Selected excerpt:
# # # # #

Grip Strength Exercises – Introduction
What are the best grip strength exercises you can do at home or in the gym?
Fitness experts love sayings and expressions.
Often-heard examples include “you can’t out-train a bad diet,” “no pain, no gain,” and “six-pack abs are made in the kitchen.”
These little idioms are usually pretty close to the truth and often reveal training and nutrition secrets that are sometimes forgotten.
Abs really are made in the kitchen!
Another popular saying is, “a chain is only as strong as its weakest link.”
This term can be used for sports teams, companies, and the human body.
In exercise, the “weak link” is often the core, which is the collective name for the muscles of your midsection.
For example, even if you have strong arms and legs, your squat and deadlift performance can be limited by a weak core.
The same is true for push-ups and bent-over rows.
But this article isn’t about your core.
Instead, we’re talking about the muscles in your hands and forearms that control your grip.
For a lot of people, the grip is their anatomical weak link.
We reveal the benefits of a stronger grip, the best exercises for increasing it, and provide you with a short but effective grip workout to try.
The Benefits of Training Your Grip
Not convinced that your grip is worth training?
Consider these benefits and then decide!
Most exercises in your workouts involve holding onto a bar or handle.
That includes upper body pushing and pulling movements, as well as most free-weight leg exercises.
If your grip is weak, your hands may fail before you’ve fatigued the muscles you are training.
Yes, you COULD wear wrist straps and wraps to bolster your grip and wrists, but this will probably make your hands weaker rather than stronger, as you’ll become reliant on using them.
More muscular forearms
While most people train their biceps and triceps, far fewer exercisers spend as much time on their forearms.
That’s a shame because the forearms are often more likely to be seen, probably more often than the upper arms.
After all, they are calves of the upper body!
Believe it or not, grip strength is a reliable indicator of longevity, health, and functional fitness.¹
The assumption is that if your grip is strong, so too is the rest of your body.
Studies suggest that people with a strong grip live longer than those with weaker hands and forearms.
While isolated grip training probably won’t do much for your long-term health, building your forearms along with the rest of your body, such as by deadlifting, will have a significant impact on length and quality of life.
Beyond being a fantastic exercise for building a stronger grip, see the 37 Remarkable Benefits of Deadlifts to Unleash Your Fitness Fast.
Make many everyday activities easier
Strong hands make many everyday activities easier, from opening jars to carrying grocery bags to hammering in nails and loosening screws and bolts.
Having a powerful grip means never having to ask for help when you want to open a jar of peanut butter!
The 7 Best Grip Strength Exercises
Looking to build your grip strength?
Here are seven of the best grip and forearm exercises!
- Farmer’s carries
- Deadlift holds
- Dead hangs
- Towel-grip pull-ups
- Barbell reverse curls
- Plate pinches
- Hand grippers
Exercises for Grip Strength – Descriptions
#1. Farmer’s walk
There aren’t many grip exercises that are more effective than the farmer’s walk.

# # # # #

Rows of box annotation data:

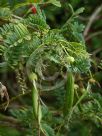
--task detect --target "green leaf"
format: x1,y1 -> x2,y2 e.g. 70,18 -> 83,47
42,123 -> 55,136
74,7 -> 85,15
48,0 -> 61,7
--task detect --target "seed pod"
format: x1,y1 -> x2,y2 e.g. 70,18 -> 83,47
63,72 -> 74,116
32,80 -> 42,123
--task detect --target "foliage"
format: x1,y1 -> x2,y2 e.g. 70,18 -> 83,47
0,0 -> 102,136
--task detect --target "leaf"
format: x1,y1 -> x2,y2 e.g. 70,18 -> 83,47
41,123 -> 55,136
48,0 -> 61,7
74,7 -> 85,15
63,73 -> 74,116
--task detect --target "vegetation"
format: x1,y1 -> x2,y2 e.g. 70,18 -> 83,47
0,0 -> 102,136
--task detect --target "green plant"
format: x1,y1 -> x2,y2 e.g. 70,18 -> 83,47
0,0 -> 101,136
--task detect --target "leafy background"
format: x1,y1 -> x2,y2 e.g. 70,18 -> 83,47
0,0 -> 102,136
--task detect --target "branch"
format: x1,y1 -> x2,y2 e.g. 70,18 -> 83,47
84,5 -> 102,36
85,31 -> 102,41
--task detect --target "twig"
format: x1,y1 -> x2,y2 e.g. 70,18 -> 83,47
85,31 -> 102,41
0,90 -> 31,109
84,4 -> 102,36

# # # # #

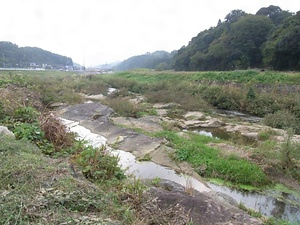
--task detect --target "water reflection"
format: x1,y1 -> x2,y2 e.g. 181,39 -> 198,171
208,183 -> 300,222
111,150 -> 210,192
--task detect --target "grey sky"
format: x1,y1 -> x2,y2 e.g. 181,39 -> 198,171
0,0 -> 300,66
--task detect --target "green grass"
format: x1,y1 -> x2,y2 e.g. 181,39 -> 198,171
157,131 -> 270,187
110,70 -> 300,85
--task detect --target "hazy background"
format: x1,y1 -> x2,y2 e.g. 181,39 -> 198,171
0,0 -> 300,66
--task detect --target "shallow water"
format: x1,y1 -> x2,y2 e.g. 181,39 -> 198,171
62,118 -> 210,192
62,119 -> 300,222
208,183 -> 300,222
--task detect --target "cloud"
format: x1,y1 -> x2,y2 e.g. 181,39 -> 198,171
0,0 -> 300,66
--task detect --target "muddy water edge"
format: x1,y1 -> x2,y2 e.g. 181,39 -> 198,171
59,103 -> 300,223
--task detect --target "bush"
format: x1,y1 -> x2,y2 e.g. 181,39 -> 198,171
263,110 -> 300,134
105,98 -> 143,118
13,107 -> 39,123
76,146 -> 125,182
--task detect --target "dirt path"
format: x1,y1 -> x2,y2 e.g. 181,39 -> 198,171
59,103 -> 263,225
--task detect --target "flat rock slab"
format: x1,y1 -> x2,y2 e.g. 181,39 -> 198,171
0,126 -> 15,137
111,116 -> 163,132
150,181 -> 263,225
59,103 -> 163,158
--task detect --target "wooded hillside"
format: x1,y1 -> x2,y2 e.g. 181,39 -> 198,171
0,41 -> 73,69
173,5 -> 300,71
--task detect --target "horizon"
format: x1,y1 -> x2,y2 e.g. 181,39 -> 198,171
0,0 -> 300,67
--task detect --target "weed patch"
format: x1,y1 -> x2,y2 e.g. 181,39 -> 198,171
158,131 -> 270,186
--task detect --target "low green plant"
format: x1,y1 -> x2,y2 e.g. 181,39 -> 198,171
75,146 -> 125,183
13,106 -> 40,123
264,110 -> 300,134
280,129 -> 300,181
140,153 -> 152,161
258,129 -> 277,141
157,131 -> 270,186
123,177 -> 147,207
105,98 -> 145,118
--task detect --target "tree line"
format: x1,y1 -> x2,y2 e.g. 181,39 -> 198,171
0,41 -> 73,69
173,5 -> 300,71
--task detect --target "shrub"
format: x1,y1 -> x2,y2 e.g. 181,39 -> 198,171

# # # # #

Goals:
1. In the grip strength article, what is often the "weak link" in exercise?
2. Rewrite the paragraph of the grip strength article that begins "Believe it or not, grip strength is a reliable indicator" as a short bulleted list that keeps its main facts.
3. Carry on writing the grip strength article from the point where it stops.

Answers for the tasks:
1. The core, which is the collective name for the muscles of your midsection.

2.
- Grip strength is a reliable indicator of longevity, health, and functional fitness.
- The assumption is that a strong grip means the rest of the body is strong too.
- Studies suggest people with a strong grip live longer than those with weaker hands and forearms.
- Isolated grip training probably won't do much for long-term health, but building the forearms along with the rest of the body, such as by deadlifting, has a significant impact on length and quality of life.

3.
This full-body strength and conditioning exercise will push your forearms and grip to their limit!
How to do it:
- Place two dumbbells or kettlebells on the floor and stand between them.
- Squat down and grip the handles with an inward-facing grip.
- With your arms straight and core braced, stand up straight.
- Squeeze the handles as tight as you can.
- Walk around your training area until you feel your grip starting to weaken.
- Put the weights back on the floor, rest for a moment, and repeat.
- You can also do this exercise one arm at a time to increase lateral core engagement.
For more information on this excellent full-body exercise – see Farmer Carries Muscles Worked, Benefits, How-To + Workout Guide.
Do this exercise every day to build muscle, strength, and grip!
#2. Deadlift hold
A big deadlift requires a strong grip.
This deadlift-specific exercise will ensure your hands will never limit your deadlift performance.
How to do it:
- Place a heavily loaded barbell in a squat or power rack at about mid-thigh height.
- Stand just behind the bar and hold it using an overhand shoulder-width grip.
- Keeping your arms straight, lift the bar off the rack and then hold it for as long as possible.
- Keep your lower back slightly arched, core braced, and shoulders down and back throughout.
- No rack? No problem!
- You can also do this exercise from the floor.
How to do the deadlift hold
#3. Dead hang
Grip exercises don’t come much simpler than the dead hang.
However, while this is a straightforward forearm and grip builder, it’s also very effective.
How to do it:
- Grip an overhead bar such as a pullup bar or Power Tower with an overhand, shoulder-width grip.
- Pull your shoulders down and back, and brace your core.
- Hang from the bar with your feet off the floor.
- Hold on for as long as you can.
- See – we told you it was simple!
The Amazing Benefits of Dead Hang
#4. Towel-grip pull-up
How to do it:
- Fold two towels over your pull-up bar.
- Make sure the ends are even.
- Hold the ends together and squeeze them tight.
- Hang from the towels and do your pull-ups as normal, although you will probably find that you cannot do as many reps as usual.
- Can’t do pull-ups?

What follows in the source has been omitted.